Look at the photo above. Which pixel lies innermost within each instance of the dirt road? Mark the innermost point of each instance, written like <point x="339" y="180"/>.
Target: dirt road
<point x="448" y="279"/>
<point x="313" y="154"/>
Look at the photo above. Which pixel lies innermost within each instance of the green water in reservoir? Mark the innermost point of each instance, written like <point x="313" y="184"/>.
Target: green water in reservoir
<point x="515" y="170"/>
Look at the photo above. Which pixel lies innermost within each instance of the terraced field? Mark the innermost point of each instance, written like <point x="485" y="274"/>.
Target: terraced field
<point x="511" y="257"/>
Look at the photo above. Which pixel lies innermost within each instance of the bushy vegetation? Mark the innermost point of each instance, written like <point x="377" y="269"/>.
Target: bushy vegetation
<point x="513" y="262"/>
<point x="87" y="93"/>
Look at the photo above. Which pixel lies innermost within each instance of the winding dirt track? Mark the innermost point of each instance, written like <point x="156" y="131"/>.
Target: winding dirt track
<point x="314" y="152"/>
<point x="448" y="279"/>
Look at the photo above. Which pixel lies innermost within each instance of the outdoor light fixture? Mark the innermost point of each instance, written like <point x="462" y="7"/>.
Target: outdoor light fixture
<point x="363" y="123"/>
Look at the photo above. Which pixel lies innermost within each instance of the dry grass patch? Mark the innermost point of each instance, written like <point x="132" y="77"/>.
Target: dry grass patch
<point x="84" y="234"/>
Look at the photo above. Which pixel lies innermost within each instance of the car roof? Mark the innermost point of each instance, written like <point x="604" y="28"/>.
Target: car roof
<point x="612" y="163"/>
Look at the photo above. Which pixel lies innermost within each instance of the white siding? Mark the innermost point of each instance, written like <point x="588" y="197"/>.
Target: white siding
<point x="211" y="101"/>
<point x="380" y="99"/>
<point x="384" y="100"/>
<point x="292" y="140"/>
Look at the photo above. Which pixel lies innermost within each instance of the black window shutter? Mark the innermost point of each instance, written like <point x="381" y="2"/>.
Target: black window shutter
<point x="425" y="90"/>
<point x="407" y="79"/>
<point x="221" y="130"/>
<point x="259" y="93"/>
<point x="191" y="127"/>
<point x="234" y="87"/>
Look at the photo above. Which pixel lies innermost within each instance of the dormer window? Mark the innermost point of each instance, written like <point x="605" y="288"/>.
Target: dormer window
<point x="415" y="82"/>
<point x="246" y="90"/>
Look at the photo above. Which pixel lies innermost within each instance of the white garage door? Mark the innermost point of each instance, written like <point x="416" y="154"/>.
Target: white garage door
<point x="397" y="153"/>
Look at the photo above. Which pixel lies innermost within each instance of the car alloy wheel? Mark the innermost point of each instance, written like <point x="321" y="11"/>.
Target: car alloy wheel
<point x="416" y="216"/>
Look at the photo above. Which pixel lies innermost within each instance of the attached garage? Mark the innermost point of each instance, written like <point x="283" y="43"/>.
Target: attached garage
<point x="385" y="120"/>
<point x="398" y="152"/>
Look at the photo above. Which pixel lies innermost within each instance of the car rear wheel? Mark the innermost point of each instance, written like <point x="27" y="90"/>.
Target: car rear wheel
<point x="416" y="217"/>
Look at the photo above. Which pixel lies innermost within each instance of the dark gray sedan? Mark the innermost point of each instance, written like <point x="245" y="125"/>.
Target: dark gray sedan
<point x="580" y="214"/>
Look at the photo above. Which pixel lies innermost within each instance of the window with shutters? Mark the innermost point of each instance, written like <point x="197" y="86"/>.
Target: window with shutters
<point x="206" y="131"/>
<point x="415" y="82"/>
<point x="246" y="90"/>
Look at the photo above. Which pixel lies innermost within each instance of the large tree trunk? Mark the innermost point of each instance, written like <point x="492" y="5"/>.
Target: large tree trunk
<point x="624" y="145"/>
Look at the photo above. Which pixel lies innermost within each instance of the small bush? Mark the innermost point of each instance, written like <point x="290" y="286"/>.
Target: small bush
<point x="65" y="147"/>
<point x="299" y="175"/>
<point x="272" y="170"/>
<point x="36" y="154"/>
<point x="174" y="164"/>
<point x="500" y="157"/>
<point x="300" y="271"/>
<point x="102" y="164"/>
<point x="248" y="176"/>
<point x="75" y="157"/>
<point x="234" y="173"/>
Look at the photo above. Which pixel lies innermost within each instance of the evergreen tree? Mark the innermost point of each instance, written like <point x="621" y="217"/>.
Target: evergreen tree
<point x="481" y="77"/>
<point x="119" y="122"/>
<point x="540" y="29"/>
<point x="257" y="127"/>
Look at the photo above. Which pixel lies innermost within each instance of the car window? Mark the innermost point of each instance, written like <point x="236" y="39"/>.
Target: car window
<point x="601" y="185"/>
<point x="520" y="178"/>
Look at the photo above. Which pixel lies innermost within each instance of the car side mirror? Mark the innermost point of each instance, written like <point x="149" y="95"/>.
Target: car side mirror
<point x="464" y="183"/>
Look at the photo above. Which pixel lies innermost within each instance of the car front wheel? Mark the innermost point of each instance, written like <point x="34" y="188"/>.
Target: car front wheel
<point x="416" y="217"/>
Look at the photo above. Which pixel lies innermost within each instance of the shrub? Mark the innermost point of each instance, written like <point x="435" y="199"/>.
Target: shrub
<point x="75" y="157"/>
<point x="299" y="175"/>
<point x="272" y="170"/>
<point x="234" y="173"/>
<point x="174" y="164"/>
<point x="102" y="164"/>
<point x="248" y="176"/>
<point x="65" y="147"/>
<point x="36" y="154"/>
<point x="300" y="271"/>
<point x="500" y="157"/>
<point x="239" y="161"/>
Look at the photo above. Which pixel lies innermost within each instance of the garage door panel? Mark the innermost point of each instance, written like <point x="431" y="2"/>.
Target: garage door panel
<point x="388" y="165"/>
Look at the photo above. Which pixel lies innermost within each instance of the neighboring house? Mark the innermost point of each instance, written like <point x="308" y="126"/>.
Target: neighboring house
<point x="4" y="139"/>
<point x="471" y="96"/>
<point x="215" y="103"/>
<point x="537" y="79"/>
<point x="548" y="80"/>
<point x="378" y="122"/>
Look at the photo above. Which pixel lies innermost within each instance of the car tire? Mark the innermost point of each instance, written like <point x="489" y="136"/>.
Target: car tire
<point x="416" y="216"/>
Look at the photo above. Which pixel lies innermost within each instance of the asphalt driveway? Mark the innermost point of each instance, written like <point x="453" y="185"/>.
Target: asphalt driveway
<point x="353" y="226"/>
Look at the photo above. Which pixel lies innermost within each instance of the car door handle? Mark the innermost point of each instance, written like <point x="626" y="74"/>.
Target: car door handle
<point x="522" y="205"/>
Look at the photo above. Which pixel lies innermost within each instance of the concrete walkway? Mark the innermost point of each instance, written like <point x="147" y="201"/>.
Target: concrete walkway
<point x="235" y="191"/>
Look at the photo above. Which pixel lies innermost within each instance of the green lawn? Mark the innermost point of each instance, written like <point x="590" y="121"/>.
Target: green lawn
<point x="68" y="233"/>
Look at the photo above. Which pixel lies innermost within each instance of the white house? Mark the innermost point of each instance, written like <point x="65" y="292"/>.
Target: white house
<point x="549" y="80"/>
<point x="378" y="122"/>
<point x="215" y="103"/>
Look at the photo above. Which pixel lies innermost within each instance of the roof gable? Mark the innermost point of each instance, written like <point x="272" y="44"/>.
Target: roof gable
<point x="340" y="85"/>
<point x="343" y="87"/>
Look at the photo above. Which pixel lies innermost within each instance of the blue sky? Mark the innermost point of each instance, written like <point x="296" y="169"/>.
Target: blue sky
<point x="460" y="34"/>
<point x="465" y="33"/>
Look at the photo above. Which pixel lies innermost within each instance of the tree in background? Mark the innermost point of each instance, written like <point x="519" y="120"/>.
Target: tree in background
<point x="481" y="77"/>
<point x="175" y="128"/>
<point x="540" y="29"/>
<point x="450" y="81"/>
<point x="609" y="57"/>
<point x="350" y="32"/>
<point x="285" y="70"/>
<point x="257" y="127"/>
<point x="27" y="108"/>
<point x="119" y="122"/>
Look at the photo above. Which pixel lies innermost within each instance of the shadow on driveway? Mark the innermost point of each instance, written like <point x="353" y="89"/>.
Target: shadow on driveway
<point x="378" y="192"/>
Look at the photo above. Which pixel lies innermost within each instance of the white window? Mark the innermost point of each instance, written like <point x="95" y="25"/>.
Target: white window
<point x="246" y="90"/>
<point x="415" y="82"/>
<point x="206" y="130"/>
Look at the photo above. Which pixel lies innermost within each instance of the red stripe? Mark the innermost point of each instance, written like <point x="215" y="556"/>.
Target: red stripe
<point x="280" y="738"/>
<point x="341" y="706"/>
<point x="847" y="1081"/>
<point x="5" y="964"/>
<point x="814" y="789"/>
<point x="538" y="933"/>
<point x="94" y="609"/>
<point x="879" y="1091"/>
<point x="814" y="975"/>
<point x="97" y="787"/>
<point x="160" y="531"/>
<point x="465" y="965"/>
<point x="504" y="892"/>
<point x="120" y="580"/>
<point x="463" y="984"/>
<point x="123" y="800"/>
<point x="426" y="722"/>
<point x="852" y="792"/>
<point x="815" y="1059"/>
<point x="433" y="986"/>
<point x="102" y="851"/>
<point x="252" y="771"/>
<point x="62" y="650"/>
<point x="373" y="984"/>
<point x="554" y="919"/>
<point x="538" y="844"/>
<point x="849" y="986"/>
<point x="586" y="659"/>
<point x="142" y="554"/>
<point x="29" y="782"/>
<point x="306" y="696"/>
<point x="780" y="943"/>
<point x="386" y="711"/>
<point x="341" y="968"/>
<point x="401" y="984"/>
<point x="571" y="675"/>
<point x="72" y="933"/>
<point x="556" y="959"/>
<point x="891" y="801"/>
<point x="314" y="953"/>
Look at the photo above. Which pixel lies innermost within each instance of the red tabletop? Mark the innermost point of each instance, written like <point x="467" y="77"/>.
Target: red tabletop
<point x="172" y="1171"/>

*Goal of the exercise*
Copy exactly the lines of the listing above, beginning at the line with "of the shadow" and ending at its final line; write out nothing else.

*Full solution*
Look at the photo above. Which pixel lies innermost within each instance of the shadow on driveway? Mark the innermost point of each instance, written like <point x="353" y="89"/>.
Target: shadow on driveway
<point x="378" y="192"/>
Look at the photo above. Which pixel lies innermost within each instance of the white window? Mark the innermost point of each instance, written like <point x="95" y="25"/>.
Target: white window
<point x="246" y="90"/>
<point x="415" y="82"/>
<point x="206" y="130"/>
Look at the photo above. Which pixel lies innermost within each instance of the red stripe? Mark the innermost point of each instance, written like <point x="215" y="556"/>.
Target: red stripe
<point x="280" y="738"/>
<point x="341" y="706"/>
<point x="847" y="1081"/>
<point x="5" y="964"/>
<point x="814" y="789"/>
<point x="538" y="933"/>
<point x="94" y="609"/>
<point x="879" y="1091"/>
<point x="814" y="975"/>
<point x="97" y="787"/>
<point x="160" y="531"/>
<point x="465" y="965"/>
<point x="504" y="892"/>
<point x="120" y="580"/>
<point x="463" y="984"/>
<point x="123" y="800"/>
<point x="426" y="722"/>
<point x="852" y="792"/>
<point x="815" y="1059"/>
<point x="433" y="986"/>
<point x="102" y="851"/>
<point x="252" y="771"/>
<point x="62" y="650"/>
<point x="373" y="984"/>
<point x="554" y="919"/>
<point x="538" y="844"/>
<point x="849" y="986"/>
<point x="586" y="659"/>
<point x="142" y="554"/>
<point x="29" y="782"/>
<point x="306" y="696"/>
<point x="780" y="943"/>
<point x="386" y="711"/>
<point x="341" y="968"/>
<point x="401" y="984"/>
<point x="571" y="675"/>
<point x="72" y="933"/>
<point x="556" y="959"/>
<point x="891" y="801"/>
<point x="314" y="953"/>
Look at the photo above. Which pixel lies innermost within each instance of the red tabletop? Mark the innermost point of each instance, written like <point x="467" y="77"/>.
Target: red tabletop
<point x="172" y="1171"/>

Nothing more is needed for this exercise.